→ PAGE TEXT:
★ ★ ★ ★
Single tree point cloud filtering and subsampling

In case of remaining noise points, we additionally applied a statistical outlier removal filter (n = 10, σ = 1.5; Rusu & Cousins, 2011) on the individual tree point clouds. To achieve faster processing and reduction in point cloud size, each point cloud was spatially subsampled, resulting in minimum distances between two neighboring points of 1 cm. This decreased the total number of points on average by about 97% while retaining a sufficient amount of structural information for the subsequent α‐shape and voxel grid modeling. Note that, the spatial subsampling is an optional step, mainly for computational speed‐up, as our method may also be used with full resolution.

Multitemporal coregistration

In our case, the coregistered point clouds from each plot had a unique local coordinate system. This is explained by missing survey markers in our tree diversity experiment. For other field studies, such markers may exist and multitemporal coregistration may be achieved more easily. Nonetheless, we were able to accurately coregister our point clouds from subsequent years. Here, we used the tree positions at ground level as an independent reference framework for the multitemporal coregistration (Supporting Information Figure S2).

Each tree position was derived automatically from the extracted and filtered tree point cloud (before the spatial subsampling). To extract the tree position, a circle fit was performed using a slice of the stem points at a height of 5 cm above ground. The resulting circle center then marked the tree position (Bienert, Scheller, Keane, Mullooly, & Mohan, 2006). Tree positions from the year 2014 were used as reference. Subsequently, the individual trees and DTM from the following year were coregistered using a 2D conformal transformation in a least squares fashion (Ghilani & Wolf, 2010). The scanner and the respective point clouds were assumed to be levelled and not rotated with respect to the horizontal level. In order to align the trees to the same height level, we projected the tree positions onto the respective DTM and calculated a mean height level for each plot and year. A height correction was then applied to the point clouds to achieve a match (Supporting Information Figure S3). All multitemporal coregistrations showed a mean distance between all matched tree positions of 1.8 cm ± 1.0 cm SD.
★ ★ ★ ★
→ RECORDS FOR THE EXERCISE:
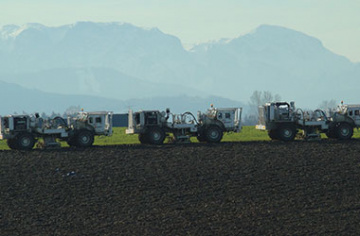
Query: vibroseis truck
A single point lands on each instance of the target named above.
(153, 126)
(23, 131)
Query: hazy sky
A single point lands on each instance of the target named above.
(335, 22)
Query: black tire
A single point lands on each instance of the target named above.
(331, 133)
(155, 135)
(344, 131)
(286, 132)
(84, 138)
(25, 141)
(273, 134)
(142, 139)
(12, 144)
(201, 138)
(213, 134)
(71, 142)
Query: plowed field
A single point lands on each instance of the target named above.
(251, 188)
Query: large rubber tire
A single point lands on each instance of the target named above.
(344, 131)
(142, 139)
(71, 142)
(155, 135)
(12, 144)
(286, 132)
(201, 138)
(25, 141)
(213, 134)
(273, 134)
(84, 138)
(331, 133)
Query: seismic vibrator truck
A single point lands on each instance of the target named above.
(282, 121)
(153, 126)
(23, 131)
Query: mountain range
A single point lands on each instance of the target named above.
(121, 62)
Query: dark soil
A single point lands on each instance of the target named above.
(252, 188)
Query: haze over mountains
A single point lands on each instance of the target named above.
(120, 62)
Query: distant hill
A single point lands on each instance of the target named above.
(17, 99)
(122, 61)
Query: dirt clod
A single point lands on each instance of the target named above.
★ ★ ★ ★
→ CHALLENGES:
1 > Render the rows from the line holding "Query: dark soil" through the last line of the rows, both included, as a Markdown table with the columns Number and Entry. Leave out any blank lines.
2 > Write the next part of the text on tree point cloud processing, picking up after its final sentence.
The rows bear no relation to the text about tree point cloud processing.

→ SOLVED TASKS:
1 >
| Number | Entry |
|---|---|
| 1 | Query: dark soil |
| 2 | A single point lands on each instance of the target named above. |
| 3 | (252, 188) |
| 4 | Query: haze over mountains |
| 5 | A single point lands on each instance of the target named above. |
| 6 | (120, 62) |
| 7 | Query: distant hill |
| 8 | A single point lands on each instance of the target named above. |
| 9 | (17, 99) |
| 10 | (122, 61) |
| 11 | Query: dirt clod |
| 12 | A single point lands on each instance of the target named above. |

2 >
Voxel grid tree and plot modeling

For the individual tree crown and canopy occupancy analyses, we used a voxel grid approach. The term voxel grid defines the commonly used 3D spatial reference framework of unique voxels. A voxel represents the smallest cubic unit in the grid with a defined edge length and unique position. The voxel size was orientated on the size and dimensions of the nonexistent leaves during the scan campaign. Besides the stem and branches, the voxels should be large enough to model the spatial expansion and occupations of the species‐specific leaves. Here, we used a voxel size of 10 cm (i.e., voxel volume of 0.001 m3). Our canopy occupancy analysis consists of two major steps: (a) individual tree modeling and (b) plot modeling.

In the first step of our analysis, we separated each tree into two parts, the stem and the crown. As crown, we defined all points above the crown base height (CBH), which was defined as the height of the bifurcation point of the lowest live branch of the tree. CBH data were obtained from conventional field inventories because living and dead branches are difficult to differentiate directly from the TLS data. Points below the CBH were defined as stem point. The two resulting compartments, stem and crown, were subsequently processed individually (see also Supporting Information Figure S4).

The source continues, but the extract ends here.